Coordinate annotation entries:
================================

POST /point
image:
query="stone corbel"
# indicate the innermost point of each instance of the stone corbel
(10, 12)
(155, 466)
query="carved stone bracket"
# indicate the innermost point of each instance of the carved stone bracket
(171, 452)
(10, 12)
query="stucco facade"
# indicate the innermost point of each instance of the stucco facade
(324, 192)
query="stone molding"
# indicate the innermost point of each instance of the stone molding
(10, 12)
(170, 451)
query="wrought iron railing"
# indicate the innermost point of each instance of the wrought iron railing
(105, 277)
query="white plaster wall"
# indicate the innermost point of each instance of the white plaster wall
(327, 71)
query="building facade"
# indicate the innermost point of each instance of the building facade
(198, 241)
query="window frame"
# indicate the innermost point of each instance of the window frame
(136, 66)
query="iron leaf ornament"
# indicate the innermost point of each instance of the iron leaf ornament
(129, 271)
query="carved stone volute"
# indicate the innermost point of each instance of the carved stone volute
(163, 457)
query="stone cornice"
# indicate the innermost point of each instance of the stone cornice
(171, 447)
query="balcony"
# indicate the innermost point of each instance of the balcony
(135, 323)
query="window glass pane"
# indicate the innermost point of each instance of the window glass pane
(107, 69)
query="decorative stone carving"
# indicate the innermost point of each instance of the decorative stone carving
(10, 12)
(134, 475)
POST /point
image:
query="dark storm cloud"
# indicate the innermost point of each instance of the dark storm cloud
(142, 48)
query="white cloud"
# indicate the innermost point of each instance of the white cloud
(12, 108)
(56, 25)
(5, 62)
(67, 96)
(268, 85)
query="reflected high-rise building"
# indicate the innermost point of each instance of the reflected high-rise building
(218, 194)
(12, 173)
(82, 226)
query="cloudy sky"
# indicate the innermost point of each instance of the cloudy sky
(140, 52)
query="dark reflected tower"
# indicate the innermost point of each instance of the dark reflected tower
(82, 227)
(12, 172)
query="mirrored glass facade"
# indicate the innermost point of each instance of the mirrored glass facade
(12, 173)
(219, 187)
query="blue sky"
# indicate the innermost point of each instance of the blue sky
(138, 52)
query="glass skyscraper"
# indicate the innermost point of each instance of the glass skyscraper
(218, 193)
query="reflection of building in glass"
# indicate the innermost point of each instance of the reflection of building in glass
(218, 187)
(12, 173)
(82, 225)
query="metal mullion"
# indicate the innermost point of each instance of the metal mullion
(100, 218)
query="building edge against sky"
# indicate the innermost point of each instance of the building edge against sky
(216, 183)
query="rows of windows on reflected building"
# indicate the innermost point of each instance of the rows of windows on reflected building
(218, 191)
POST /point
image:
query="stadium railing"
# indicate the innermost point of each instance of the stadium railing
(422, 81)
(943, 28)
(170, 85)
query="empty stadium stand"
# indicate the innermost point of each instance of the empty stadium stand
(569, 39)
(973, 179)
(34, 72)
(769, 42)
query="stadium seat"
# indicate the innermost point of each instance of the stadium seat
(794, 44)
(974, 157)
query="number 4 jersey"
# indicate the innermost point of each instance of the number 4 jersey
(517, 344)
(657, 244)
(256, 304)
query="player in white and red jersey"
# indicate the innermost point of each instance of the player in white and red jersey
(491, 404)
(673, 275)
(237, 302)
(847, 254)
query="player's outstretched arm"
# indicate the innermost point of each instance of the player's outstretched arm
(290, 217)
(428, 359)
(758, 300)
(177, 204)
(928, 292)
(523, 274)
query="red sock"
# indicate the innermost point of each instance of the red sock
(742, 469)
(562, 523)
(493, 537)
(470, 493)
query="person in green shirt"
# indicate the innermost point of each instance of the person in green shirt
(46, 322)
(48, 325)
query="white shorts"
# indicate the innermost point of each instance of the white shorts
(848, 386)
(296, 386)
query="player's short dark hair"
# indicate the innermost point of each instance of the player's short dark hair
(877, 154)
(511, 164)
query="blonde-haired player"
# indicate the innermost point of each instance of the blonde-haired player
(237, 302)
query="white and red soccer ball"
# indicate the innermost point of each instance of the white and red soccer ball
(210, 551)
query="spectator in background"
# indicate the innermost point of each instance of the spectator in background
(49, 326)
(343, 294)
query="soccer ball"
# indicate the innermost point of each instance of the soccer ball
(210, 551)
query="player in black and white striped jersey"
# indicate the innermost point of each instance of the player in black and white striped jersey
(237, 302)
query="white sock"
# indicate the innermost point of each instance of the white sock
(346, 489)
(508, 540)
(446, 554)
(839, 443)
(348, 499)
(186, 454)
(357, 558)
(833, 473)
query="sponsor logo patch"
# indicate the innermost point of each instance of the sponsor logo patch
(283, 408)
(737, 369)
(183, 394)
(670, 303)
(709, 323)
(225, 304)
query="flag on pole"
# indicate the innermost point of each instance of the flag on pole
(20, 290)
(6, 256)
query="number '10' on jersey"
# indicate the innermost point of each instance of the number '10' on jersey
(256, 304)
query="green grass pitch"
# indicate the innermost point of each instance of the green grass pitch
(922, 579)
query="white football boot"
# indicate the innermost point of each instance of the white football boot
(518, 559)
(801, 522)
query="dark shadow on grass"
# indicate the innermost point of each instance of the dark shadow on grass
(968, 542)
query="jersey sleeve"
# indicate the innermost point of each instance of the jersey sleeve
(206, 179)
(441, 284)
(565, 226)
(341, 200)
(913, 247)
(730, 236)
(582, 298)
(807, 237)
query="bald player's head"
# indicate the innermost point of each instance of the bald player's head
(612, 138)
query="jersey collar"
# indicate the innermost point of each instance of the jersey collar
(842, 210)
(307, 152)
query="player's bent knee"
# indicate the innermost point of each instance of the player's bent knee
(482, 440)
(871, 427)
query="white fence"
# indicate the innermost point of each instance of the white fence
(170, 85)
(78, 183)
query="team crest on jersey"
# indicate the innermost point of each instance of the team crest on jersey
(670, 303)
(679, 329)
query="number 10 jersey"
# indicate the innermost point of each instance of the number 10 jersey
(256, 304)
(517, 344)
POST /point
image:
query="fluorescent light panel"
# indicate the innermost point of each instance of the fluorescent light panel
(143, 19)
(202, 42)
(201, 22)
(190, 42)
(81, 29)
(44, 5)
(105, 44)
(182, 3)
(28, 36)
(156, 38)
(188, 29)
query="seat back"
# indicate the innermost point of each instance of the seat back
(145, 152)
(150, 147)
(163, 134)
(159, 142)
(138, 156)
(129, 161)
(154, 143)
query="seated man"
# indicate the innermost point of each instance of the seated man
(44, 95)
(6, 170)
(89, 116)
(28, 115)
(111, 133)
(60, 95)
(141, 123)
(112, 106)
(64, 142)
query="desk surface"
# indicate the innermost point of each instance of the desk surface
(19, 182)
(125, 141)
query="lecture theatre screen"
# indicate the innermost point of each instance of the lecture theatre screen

================================

## Aim of the exercise
Every record above needs to be repeated word for word.

## Written response
POST /point
image:
query="stone corbel"
# indicate the innermost point of each instance of the stone corbel
(10, 12)
(155, 466)
query="carved stone bracket"
# indicate the innermost point of each instance of the carved stone bracket
(171, 452)
(10, 12)
query="stucco facade"
# indicate the innermost point of each instance of the stucco facade
(324, 192)
query="stone molding"
# indicate the innermost point of each instance of the stone molding
(10, 12)
(170, 451)
query="wrought iron railing"
# indicate the innermost point of each instance of the wrought iron railing
(105, 277)
query="white plaster wall"
# indicate the innermost point of each instance of the white plaster wall
(327, 71)
query="building facade"
# indicate the innermost point of each instance of the building facade
(198, 241)
query="window frame"
# indicate the innermost point of each instance of the window frame
(136, 66)
query="iron leaf ornament"
# indicate the innermost point of each instance of the iron leaf ornament
(129, 271)
query="carved stone volute"
# indicate the innermost point of each instance of the carved stone volute
(163, 457)
query="stone cornice"
# indicate the innermost point of each instance of the stone cornice
(171, 447)
query="balcony"
# indicate the innermost point of each instance of the balcony
(135, 323)
query="window glass pane"
# indicate the innermost point of each instance of the window glass pane
(107, 69)
query="decorative stone carving"
# indicate the innermost point of each instance of the decorative stone carving
(10, 12)
(134, 475)
POST /point
image:
query="dark storm cloud"
# indicate the innermost point of each instance of the dark storm cloud
(142, 48)
query="white cloud"
# indicate the innermost point of each instance of the white cloud
(12, 108)
(56, 25)
(5, 62)
(67, 96)
(268, 85)
query="reflected high-rise building"
# indicate the innermost point of each instance of the reflected high-rise building
(218, 194)
(12, 173)
(82, 226)
query="cloudy sky"
# indicate the innermost point of each instance of the cloudy sky
(140, 52)
query="dark reflected tower"
# indicate the innermost point of each instance of the dark reflected tower
(82, 227)
(12, 172)
query="mirrored glass facade"
# indicate the innermost point of each instance of the mirrored glass facade
(12, 173)
(219, 187)
query="blue sky"
# indicate the innermost point of each instance of the blue sky
(138, 52)
query="glass skyscraper"
# indicate the innermost point of each instance of the glass skyscraper
(218, 193)
query="reflection of building in glass"
# indicate the innermost point of each instance of the reflection of building in glass
(218, 187)
(12, 173)
(82, 225)
query="metal mullion"
# indicate the innermost point of each instance of the metal mullion
(100, 218)
query="building edge against sky"
# indicate the innermost point of each instance of the building edge against sky
(216, 183)
query="rows of windows on reflected building"
# indicate the innermost point of each instance of the rows of windows on reflected building
(218, 191)
POST /point
image:
query="stadium railing"
# indicate the innermost point of each instance of the stadium railing
(422, 81)
(943, 28)
(170, 85)
query="empty stadium stand"
# indicate the innermost point of each instance of the empty stadium stand
(569, 39)
(973, 179)
(34, 72)
(769, 42)
query="stadium seat"
# indicate the innermost point of each instance of the stadium seat
(794, 44)
(974, 157)
query="number 4 jersey"
# indicate the innermost point of each instance of the number 4 jersey
(517, 344)
(657, 244)
(256, 304)
query="player in white and red jersey"
# indicate the innermost point of each instance of the player in white and red jersey
(491, 404)
(673, 275)
(237, 302)
(847, 254)
query="player's outstretched arm"
# indicate the innermost point of each instance of the player's outstretched arm
(290, 217)
(428, 359)
(758, 300)
(177, 204)
(928, 292)
(523, 274)
query="red sock"
# indicate the innermost point of each instance of the red sock
(742, 469)
(562, 523)
(493, 537)
(470, 493)
query="person in green shirt"
# indicate the innermost point of each instance of the person in green shirt
(46, 322)
(48, 325)
query="white shorts"
# indicate the innermost point of each instance of the white shorts
(848, 386)
(296, 386)
query="player's short dark hair"
# indicate the innermost point of each instance of the player's short dark hair
(877, 154)
(511, 164)
query="blonde-haired player"
# indicate the innermost point of each instance of the blonde-haired player
(237, 302)
query="white and red soccer ball"
# indicate the innermost point of each instance of the white and red soccer ball
(210, 551)
query="spectator in background"
# indicate the innermost point of each instance of the spectator in background
(49, 326)
(343, 294)
query="soccer ball"
# indicate the innermost point of each instance of the soccer ball
(210, 551)
query="player in black and white striped jersey"
# indicate the innermost point of each instance of the player in black and white striped jersey
(237, 302)
query="white sock"
# indicate the innermost point of each instance of the white sock
(346, 489)
(508, 540)
(446, 554)
(839, 443)
(348, 499)
(186, 454)
(357, 558)
(833, 473)
query="sponsor logo patch"
# indicate the innermost point of each instance of the sponsor logo patch
(283, 408)
(737, 369)
(183, 394)
(670, 303)
(709, 323)
(225, 304)
query="flag on pole"
# indicate the innermost point of each instance of the flag on pole
(20, 290)
(6, 256)
query="number '10' on jersey"
# indicate the innermost point of each instance of the number '10' on jersey
(256, 304)
query="green grass pitch"
# indicate the innermost point of each instance of the green grass pitch
(922, 579)
query="white football boot"
# indicate the innermost point of each instance of the white football boot
(518, 559)
(801, 522)
query="dark shadow on grass"
# indicate the innermost point of each instance of the dark shadow on grass
(968, 542)
query="jersey sleeve"
# indicate the innermost point of each instance of the jersey sleeve
(206, 179)
(441, 284)
(565, 226)
(341, 200)
(913, 247)
(730, 236)
(582, 298)
(807, 237)
query="bald player's head"
# indicate the innermost point of each instance of the bald player's head
(612, 138)
query="jersey collar"
# indicate the innermost point of each instance of the jersey collar
(842, 210)
(307, 152)
query="player's bent knee"
# indicate the innermost point of each instance of the player's bent knee
(482, 440)
(871, 427)
query="white fence"
# indicate the innermost point of each instance of the white fence
(170, 85)
(78, 183)
query="team crest on jersey"
# indicate the innermost point of each instance of the team crest on jersey
(670, 303)
(679, 329)
query="number 10 jersey"
# indicate the innermost point of each instance of the number 10 jersey
(256, 304)
(517, 344)
POST /point
image:
query="fluorescent light panel"
# indicate the innermost point of each instance of the fluorescent light panel
(143, 19)
(202, 42)
(201, 22)
(190, 42)
(81, 29)
(44, 5)
(105, 44)
(182, 3)
(28, 36)
(156, 38)
(188, 29)
query="seat back"
# indicate the innermost point of each instance of the seat back
(145, 152)
(150, 147)
(163, 134)
(159, 142)
(138, 156)
(129, 161)
(154, 143)
query="seated man"
# indicate the innermost point of each instance of the seated man
(44, 95)
(6, 170)
(89, 116)
(28, 115)
(111, 133)
(60, 95)
(141, 123)
(112, 106)
(64, 142)
query="desk surface"
# indicate the innermost point of each instance of the desk surface
(19, 182)
(125, 141)
query="lecture theatre screen"
# indicate the innermost point of each instance of the lecture theatre screen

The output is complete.